[Tarea]: Reproduce, por favor, cada una de las entradas que siguen, línea por línea y sin cambiar nada.
◆ ◆ ◆
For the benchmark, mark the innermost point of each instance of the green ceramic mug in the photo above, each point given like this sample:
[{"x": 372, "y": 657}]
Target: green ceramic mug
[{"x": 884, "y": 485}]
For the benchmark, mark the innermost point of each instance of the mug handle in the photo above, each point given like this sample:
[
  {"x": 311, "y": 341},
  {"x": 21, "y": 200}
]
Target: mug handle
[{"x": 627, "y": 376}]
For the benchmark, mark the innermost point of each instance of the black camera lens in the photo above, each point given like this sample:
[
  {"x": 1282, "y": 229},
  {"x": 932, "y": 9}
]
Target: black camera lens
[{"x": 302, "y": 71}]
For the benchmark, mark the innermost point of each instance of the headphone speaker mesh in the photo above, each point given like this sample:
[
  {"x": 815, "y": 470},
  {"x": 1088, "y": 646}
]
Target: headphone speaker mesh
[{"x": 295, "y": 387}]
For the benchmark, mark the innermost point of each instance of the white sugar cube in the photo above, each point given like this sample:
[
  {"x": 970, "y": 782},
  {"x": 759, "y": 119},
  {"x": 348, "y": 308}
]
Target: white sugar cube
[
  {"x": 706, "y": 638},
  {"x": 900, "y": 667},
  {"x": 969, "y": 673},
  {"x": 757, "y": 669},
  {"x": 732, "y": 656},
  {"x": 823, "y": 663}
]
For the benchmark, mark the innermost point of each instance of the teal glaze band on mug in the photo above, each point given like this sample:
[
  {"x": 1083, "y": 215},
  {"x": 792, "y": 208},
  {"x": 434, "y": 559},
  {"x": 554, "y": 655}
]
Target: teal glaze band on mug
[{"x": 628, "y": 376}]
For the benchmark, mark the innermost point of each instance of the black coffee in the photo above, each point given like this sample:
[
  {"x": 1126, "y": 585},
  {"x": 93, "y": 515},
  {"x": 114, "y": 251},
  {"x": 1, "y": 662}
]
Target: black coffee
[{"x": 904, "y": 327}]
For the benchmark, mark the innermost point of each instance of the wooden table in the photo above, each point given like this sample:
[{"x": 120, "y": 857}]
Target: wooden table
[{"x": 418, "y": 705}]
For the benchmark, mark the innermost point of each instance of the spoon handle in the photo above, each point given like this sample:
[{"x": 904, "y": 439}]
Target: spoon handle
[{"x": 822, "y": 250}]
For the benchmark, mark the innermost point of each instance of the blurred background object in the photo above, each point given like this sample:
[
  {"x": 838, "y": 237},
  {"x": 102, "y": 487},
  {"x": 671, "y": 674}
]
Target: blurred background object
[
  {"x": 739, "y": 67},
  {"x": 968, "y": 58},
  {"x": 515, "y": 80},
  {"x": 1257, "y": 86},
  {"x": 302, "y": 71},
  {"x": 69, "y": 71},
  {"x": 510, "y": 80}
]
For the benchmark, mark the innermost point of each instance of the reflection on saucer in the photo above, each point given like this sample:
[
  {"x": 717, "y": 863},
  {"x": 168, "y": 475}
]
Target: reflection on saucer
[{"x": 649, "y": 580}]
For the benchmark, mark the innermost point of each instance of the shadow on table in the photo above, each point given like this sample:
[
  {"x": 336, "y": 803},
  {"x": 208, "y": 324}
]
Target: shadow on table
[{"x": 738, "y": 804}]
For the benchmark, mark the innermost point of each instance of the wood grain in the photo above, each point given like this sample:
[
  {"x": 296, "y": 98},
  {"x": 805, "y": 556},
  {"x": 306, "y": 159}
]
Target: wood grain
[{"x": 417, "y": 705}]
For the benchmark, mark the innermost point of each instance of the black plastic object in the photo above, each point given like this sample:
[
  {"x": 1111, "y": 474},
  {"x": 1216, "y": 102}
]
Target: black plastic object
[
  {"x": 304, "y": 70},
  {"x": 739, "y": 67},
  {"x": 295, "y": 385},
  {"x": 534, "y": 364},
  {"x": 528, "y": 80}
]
◆ ◆ ◆
[Resultado a continuación]:
For the benchmark, mark the innermost point of each instance of the green ceramic mug in the photo above, each point given like this sample:
[{"x": 372, "y": 657}]
Target: green ceramic mug
[{"x": 884, "y": 485}]
For the benchmark, mark the innermost point of each instance of the mug handle in the photo above, each point given like this sample:
[
  {"x": 311, "y": 341},
  {"x": 21, "y": 200}
]
Target: mug handle
[{"x": 627, "y": 376}]
For the benchmark, mark the innermost point of each instance of the black camera lens in the photo above, each point given like this sample:
[
  {"x": 1282, "y": 229},
  {"x": 932, "y": 9}
]
Target: black camera lens
[{"x": 302, "y": 71}]
For the benchmark, mark the innermost point of each instance of the headphone speaker mesh in the photo above, each point given like this sample:
[
  {"x": 815, "y": 470},
  {"x": 1088, "y": 646}
]
Target: headphone speaker mesh
[{"x": 295, "y": 387}]
For the benchmark, mark the innermost point of each instance of the white sugar cube in the photo above, each point given like this sample:
[
  {"x": 970, "y": 782},
  {"x": 759, "y": 119},
  {"x": 348, "y": 308}
]
Target: white sugar cube
[
  {"x": 706, "y": 638},
  {"x": 900, "y": 667},
  {"x": 969, "y": 673},
  {"x": 757, "y": 669},
  {"x": 732, "y": 656},
  {"x": 823, "y": 663}
]
For the benchmark, mark the innermost point of each instance of the teal glaze band on mug in the photo above, each point given like this sample:
[
  {"x": 1083, "y": 215},
  {"x": 792, "y": 208},
  {"x": 434, "y": 559},
  {"x": 554, "y": 655}
]
Target: teal glaze band on mug
[{"x": 628, "y": 376}]
For the benchmark, mark the innermost point of each instance of the black coffee in the photo above, each point given like this sample:
[
  {"x": 1126, "y": 585},
  {"x": 93, "y": 515},
  {"x": 114, "y": 251},
  {"x": 1, "y": 662}
]
Target: black coffee
[{"x": 904, "y": 327}]
For the benchmark, mark the innermost point of each instance of the wooden table in the photo above, each point given like this sample:
[{"x": 120, "y": 857}]
Target: wooden table
[{"x": 418, "y": 705}]
For the benchmark, mark the innermost point of each instance of the spoon handle in the photo above, each point given like this sample:
[{"x": 904, "y": 439}]
Target: spoon handle
[{"x": 822, "y": 250}]
For the benchmark, mark the innermost point of each instance of the blurred background object in the photo above, each point given like this sample:
[
  {"x": 838, "y": 237},
  {"x": 102, "y": 487},
  {"x": 671, "y": 674}
]
Target: blurred background object
[
  {"x": 739, "y": 67},
  {"x": 968, "y": 58},
  {"x": 515, "y": 80},
  {"x": 1257, "y": 86},
  {"x": 302, "y": 71},
  {"x": 69, "y": 71},
  {"x": 510, "y": 80}
]
For the benchmark, mark the innermost point of each instance of the reflection on saucer in the photo above, each point given like this sample:
[
  {"x": 717, "y": 863},
  {"x": 168, "y": 475}
]
Target: reflection on saucer
[{"x": 649, "y": 580}]
For the benchmark, mark the innermost point of each instance of the shadow on table in the photo above, each point given like this sample:
[
  {"x": 336, "y": 803},
  {"x": 208, "y": 324}
]
Target: shadow on table
[{"x": 738, "y": 804}]
For the benchmark, mark the innermost point of each instance of the wood grain in the photo above, each point given like this sample:
[
  {"x": 296, "y": 98},
  {"x": 805, "y": 556},
  {"x": 306, "y": 159}
]
Target: wood grain
[{"x": 417, "y": 705}]
For the benchmark, mark the innermost point of each instance of the black plastic object in the photo above, each point given like this sample:
[
  {"x": 1111, "y": 474},
  {"x": 1216, "y": 102}
]
Target: black plastic object
[
  {"x": 304, "y": 70},
  {"x": 739, "y": 67},
  {"x": 295, "y": 385},
  {"x": 534, "y": 364},
  {"x": 528, "y": 80}
]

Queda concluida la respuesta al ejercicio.